* To-do item *
Can you pull out the lines in the entries below, starting with the line that contains "Each <instance> block" and going on through the line that contains "positive clicks: (347, 247)", both included, and reproduce them verbatim?

* Data extract *

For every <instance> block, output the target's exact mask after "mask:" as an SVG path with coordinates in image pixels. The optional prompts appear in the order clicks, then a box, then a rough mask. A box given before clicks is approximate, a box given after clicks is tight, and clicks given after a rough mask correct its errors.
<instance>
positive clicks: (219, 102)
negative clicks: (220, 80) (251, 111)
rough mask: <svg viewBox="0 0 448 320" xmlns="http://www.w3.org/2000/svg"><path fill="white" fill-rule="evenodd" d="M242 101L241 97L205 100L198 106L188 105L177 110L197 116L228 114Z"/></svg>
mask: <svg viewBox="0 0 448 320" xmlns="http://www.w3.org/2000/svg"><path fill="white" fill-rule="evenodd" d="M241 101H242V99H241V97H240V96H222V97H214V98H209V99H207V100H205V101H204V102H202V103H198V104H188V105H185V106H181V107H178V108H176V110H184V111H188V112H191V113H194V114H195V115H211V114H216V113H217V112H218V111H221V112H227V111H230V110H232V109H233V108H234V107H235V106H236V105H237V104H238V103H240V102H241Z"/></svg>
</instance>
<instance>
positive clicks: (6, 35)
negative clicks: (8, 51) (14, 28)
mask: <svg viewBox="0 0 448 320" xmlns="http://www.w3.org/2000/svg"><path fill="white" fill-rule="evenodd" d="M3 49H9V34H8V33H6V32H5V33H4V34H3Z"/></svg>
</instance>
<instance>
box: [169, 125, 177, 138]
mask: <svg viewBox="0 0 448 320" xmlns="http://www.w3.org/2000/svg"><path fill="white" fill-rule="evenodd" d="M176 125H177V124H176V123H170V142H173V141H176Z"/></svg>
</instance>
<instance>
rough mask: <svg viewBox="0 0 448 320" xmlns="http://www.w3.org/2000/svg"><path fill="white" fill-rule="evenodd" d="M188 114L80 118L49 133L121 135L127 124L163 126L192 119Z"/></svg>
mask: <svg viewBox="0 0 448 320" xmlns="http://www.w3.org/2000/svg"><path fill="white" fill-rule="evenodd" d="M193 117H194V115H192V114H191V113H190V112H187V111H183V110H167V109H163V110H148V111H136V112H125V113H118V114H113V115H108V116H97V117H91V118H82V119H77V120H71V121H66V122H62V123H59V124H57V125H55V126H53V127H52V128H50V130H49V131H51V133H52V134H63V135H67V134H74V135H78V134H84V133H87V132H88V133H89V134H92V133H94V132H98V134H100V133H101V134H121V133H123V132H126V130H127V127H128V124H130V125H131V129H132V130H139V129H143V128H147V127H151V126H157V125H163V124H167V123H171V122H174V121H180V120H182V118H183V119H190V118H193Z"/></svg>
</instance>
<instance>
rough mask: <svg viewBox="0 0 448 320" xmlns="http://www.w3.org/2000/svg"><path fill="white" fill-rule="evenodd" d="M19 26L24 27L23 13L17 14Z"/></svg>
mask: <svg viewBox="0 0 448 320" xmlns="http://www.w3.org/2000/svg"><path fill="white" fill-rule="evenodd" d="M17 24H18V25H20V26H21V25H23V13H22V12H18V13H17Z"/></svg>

---

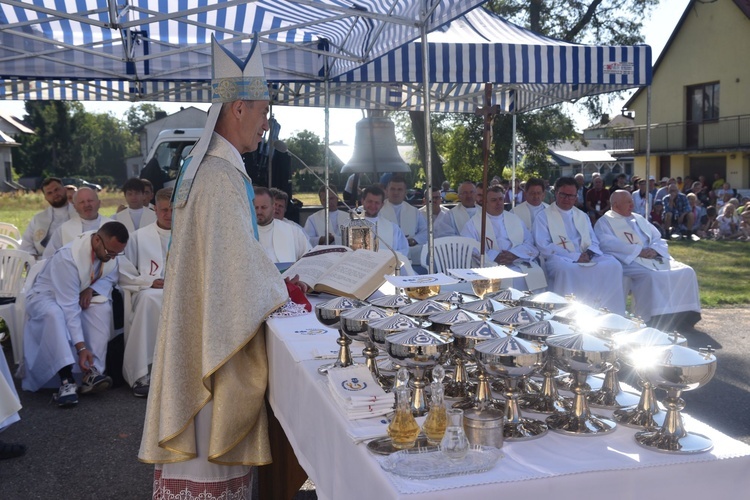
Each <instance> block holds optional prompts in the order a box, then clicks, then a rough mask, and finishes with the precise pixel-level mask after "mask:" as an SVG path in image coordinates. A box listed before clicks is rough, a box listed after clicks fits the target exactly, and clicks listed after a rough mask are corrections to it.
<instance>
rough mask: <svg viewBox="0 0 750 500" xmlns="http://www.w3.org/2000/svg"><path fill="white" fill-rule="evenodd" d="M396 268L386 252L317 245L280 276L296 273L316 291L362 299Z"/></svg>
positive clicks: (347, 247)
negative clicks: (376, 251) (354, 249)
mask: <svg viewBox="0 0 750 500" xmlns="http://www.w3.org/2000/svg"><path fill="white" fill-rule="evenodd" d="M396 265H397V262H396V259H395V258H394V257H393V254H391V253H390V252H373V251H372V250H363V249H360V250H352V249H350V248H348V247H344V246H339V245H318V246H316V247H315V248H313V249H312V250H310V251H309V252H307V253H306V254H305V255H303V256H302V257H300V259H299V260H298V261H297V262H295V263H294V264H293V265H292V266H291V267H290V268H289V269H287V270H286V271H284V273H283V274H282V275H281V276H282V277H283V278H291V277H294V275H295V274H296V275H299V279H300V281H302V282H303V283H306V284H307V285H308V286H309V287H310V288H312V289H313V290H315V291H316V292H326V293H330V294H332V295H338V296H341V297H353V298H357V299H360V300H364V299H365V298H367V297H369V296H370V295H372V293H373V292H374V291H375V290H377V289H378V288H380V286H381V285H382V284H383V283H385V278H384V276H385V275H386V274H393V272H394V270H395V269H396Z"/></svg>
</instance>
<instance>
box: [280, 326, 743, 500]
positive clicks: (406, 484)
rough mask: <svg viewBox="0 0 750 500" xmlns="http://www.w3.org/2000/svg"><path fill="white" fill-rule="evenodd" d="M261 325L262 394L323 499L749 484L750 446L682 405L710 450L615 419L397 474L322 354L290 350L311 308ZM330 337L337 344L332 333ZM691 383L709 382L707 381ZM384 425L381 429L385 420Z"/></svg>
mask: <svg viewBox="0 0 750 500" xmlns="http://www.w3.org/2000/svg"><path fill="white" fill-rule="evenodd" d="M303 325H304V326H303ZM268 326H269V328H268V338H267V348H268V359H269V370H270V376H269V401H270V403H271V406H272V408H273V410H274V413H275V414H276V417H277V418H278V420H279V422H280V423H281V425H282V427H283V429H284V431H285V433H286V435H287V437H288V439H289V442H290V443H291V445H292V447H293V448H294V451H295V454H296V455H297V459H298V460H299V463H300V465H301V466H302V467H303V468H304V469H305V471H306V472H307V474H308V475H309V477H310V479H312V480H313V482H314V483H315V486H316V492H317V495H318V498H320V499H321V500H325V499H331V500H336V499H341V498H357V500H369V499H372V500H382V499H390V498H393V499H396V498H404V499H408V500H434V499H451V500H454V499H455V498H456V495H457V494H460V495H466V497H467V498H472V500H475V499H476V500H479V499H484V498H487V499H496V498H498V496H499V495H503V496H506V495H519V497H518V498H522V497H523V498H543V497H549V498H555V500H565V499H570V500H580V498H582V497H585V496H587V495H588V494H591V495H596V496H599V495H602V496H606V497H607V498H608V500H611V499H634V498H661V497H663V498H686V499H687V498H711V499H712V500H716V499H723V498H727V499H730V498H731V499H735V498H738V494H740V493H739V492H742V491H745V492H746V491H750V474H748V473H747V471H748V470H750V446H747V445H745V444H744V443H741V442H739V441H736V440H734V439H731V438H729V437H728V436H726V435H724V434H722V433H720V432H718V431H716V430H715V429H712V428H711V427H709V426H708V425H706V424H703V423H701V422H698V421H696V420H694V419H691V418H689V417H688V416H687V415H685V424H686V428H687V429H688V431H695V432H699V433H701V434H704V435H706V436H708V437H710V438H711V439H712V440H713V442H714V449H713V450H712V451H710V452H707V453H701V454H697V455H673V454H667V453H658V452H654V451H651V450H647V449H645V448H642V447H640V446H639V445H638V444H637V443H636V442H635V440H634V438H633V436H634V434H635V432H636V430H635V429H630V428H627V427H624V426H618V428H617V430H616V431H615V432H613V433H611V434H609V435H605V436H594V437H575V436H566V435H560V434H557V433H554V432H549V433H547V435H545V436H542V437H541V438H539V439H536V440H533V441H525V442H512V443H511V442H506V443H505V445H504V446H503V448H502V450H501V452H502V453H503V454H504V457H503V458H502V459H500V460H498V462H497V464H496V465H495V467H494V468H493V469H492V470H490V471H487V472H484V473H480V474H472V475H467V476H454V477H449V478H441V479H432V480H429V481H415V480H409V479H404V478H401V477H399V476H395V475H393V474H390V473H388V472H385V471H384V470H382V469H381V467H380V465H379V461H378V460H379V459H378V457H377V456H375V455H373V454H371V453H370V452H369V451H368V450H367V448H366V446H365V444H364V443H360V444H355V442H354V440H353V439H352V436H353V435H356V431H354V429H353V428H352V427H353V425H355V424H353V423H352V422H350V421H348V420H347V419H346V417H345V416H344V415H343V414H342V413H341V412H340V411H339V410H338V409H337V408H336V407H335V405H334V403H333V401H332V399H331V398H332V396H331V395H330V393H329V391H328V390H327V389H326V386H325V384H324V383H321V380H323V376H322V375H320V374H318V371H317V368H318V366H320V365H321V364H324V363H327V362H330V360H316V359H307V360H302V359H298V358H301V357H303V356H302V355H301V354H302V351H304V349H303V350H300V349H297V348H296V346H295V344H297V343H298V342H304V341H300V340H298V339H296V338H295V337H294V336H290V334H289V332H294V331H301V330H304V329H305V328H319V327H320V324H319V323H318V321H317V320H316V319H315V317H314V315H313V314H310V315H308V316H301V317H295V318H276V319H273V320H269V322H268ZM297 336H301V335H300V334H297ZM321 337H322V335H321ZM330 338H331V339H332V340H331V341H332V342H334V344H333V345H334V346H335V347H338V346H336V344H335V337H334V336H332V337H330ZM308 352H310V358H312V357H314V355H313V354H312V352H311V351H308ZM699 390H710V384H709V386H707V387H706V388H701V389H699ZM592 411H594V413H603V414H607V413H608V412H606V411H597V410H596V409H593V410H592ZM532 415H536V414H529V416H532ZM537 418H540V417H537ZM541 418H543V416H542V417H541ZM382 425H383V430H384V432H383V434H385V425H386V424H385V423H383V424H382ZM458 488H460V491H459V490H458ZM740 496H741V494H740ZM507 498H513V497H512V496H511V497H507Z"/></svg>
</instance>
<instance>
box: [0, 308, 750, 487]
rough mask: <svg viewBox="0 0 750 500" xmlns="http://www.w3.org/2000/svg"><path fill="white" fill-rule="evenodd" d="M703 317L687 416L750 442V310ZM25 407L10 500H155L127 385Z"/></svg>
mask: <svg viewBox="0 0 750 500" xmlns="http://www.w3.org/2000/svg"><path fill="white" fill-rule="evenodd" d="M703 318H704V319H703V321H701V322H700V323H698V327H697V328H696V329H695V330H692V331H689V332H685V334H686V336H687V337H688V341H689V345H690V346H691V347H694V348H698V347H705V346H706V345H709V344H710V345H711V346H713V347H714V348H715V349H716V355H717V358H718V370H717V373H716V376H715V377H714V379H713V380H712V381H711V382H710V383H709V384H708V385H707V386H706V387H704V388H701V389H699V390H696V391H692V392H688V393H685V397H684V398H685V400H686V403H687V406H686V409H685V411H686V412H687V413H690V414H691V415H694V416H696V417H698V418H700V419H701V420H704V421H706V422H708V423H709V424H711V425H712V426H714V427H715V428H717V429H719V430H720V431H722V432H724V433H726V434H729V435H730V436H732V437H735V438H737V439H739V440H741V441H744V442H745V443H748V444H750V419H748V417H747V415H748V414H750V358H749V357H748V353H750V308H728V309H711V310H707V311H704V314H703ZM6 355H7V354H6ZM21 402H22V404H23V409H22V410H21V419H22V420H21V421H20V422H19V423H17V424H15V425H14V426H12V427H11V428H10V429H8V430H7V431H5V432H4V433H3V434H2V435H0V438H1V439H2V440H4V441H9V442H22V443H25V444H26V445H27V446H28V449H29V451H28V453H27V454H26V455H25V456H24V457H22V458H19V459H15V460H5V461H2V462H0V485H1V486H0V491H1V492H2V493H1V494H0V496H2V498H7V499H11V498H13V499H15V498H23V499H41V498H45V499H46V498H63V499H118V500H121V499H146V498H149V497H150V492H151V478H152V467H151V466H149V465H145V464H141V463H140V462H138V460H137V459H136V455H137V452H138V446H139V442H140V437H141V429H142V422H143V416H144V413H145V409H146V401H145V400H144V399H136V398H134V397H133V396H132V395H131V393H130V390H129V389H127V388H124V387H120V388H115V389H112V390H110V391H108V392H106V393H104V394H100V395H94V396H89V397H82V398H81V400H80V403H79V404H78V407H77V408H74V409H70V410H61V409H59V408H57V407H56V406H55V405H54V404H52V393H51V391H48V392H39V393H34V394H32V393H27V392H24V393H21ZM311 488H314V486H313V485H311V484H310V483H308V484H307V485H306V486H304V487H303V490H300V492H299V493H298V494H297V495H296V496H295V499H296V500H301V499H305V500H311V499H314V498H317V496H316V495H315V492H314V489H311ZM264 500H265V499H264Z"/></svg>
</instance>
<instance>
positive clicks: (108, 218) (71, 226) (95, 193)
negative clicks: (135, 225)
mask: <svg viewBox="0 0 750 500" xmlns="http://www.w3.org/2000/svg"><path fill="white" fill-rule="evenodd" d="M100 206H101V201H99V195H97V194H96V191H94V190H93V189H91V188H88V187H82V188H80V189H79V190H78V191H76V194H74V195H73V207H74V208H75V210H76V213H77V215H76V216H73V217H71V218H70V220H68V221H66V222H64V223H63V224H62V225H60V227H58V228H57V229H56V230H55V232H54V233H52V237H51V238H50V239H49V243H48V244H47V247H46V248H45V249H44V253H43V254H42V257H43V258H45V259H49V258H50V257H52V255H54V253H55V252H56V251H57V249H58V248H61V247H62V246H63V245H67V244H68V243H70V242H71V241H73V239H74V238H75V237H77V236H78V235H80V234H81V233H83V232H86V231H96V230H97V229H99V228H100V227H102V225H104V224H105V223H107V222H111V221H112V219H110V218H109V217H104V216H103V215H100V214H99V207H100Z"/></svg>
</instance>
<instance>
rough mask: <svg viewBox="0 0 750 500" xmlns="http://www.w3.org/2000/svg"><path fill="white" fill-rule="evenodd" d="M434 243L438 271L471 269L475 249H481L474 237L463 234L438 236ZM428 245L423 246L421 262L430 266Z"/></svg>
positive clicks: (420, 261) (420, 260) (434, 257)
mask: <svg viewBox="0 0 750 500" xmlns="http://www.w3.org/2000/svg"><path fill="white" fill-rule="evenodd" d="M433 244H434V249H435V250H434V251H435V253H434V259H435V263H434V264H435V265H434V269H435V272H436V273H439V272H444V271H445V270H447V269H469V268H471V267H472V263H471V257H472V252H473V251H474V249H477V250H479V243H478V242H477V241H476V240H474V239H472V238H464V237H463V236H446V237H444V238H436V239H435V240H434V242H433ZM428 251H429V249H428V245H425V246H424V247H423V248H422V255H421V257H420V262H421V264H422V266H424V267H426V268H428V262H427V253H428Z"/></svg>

* Task result *
Each <instance> block holds optional prompts in the order a box, then clicks, then a rough mask, and finishes with the precise pixel-level mask after "mask:" as an SVG path in image coordinates. A box listed before clicks is rough, a box listed after clicks fits the target exactly, and clicks listed after a rough mask are corrections to it.
<instance>
rough mask: <svg viewBox="0 0 750 500" xmlns="http://www.w3.org/2000/svg"><path fill="white" fill-rule="evenodd" d="M396 268L386 252L317 245L280 276L296 273L316 291L362 299Z"/></svg>
positive clicks: (347, 247)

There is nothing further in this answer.